- DATA LISTING
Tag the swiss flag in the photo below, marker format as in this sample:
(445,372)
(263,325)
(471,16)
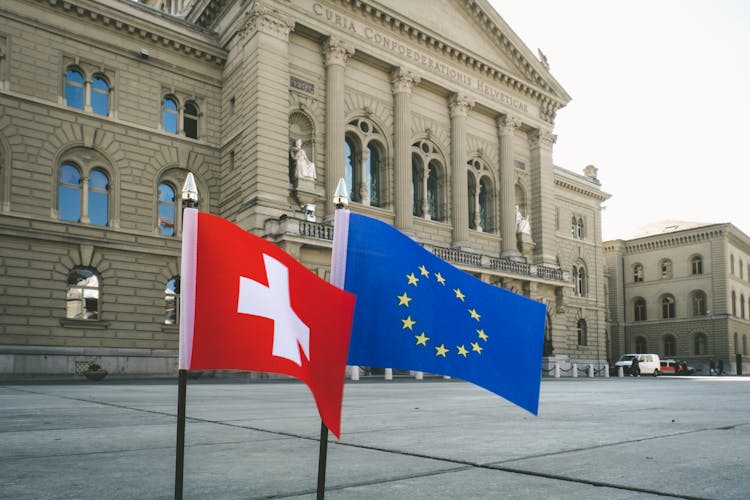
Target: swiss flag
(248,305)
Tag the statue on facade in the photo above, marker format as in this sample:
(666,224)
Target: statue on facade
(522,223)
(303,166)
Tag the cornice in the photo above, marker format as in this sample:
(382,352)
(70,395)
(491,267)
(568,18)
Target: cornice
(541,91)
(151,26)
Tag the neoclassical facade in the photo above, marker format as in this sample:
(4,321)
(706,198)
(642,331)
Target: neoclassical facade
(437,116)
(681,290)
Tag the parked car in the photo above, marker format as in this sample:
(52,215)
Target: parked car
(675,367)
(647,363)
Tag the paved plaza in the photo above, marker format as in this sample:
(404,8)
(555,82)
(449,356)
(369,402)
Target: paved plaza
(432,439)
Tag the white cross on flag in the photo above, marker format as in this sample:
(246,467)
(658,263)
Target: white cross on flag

- WHAT TO PRODUCE
Copy all of the material above word for word, leaving out the picture.

- TASK RESPONSE
Tag the swiss flag in the photo below, marker format as in this sample:
(445,372)
(263,325)
(471,16)
Target: swiss flag
(248,305)
Tag the statue on facade in the photo above, marker format as in this sample:
(666,224)
Target: statue on facade
(522,223)
(303,166)
Tag the cornice in the photo above, marker format as in this sample:
(382,352)
(70,395)
(491,267)
(568,18)
Target: cornice
(541,91)
(151,26)
Tag the neoclassical facade in the photo above, marker format as in this sample:
(4,321)
(706,198)
(642,331)
Target: neoclassical facade
(437,116)
(681,290)
Tag the parked car in the photo above, marker format as in this sample:
(52,215)
Target: parked car
(675,367)
(647,363)
Tag the paved plaza in the photo above, marker format as in this sample:
(404,8)
(555,82)
(449,356)
(369,402)
Target: paved plaza
(432,439)
Tag the white cross on flag in the photo above, marker format as in this sample:
(246,467)
(658,263)
Target: white cross on flag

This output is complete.